(Position annotation records)
☆ ☆ ☆ ☆

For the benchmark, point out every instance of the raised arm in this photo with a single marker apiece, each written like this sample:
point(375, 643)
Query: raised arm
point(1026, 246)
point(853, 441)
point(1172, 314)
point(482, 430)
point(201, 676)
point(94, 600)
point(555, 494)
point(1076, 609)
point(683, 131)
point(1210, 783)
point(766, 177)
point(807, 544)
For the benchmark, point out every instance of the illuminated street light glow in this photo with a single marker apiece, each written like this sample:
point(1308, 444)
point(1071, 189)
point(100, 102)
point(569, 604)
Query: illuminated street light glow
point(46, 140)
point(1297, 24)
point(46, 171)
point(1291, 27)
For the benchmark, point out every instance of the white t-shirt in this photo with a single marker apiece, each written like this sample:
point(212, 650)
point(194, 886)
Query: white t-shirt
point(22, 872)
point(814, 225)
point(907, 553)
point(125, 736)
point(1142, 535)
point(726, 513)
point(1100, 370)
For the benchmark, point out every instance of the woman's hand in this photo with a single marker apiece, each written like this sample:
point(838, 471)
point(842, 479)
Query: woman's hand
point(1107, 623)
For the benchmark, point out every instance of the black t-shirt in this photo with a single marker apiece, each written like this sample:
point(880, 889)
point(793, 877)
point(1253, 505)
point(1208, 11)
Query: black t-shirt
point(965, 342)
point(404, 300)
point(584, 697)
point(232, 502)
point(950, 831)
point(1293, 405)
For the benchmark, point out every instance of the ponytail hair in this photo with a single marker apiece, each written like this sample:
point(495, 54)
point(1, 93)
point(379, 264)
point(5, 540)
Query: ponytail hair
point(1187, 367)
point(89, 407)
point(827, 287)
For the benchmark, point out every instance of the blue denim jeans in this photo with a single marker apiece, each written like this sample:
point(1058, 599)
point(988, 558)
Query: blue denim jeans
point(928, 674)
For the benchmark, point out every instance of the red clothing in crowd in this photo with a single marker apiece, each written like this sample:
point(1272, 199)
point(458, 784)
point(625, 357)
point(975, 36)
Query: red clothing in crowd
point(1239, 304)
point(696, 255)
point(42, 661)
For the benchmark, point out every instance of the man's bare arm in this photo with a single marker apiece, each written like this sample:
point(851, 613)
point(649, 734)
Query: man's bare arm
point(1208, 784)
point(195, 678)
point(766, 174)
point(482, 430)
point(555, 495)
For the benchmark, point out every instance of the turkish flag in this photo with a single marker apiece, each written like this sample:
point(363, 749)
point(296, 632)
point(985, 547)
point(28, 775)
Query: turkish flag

☆ ☆ ☆ ☆

> Requirements
Copy out word for word the lines between the one containing "For the benchmark, point out every instance of the ponytail" and the one containing "point(827, 287)", both included.

> Finished answer
For the benchmark, point out every instance of the ponytail hair in this photo with a single marker apiece, each written like this sample:
point(495, 54)
point(1, 93)
point(379, 264)
point(5, 540)
Query: ponytail hair
point(1187, 367)
point(89, 407)
point(827, 287)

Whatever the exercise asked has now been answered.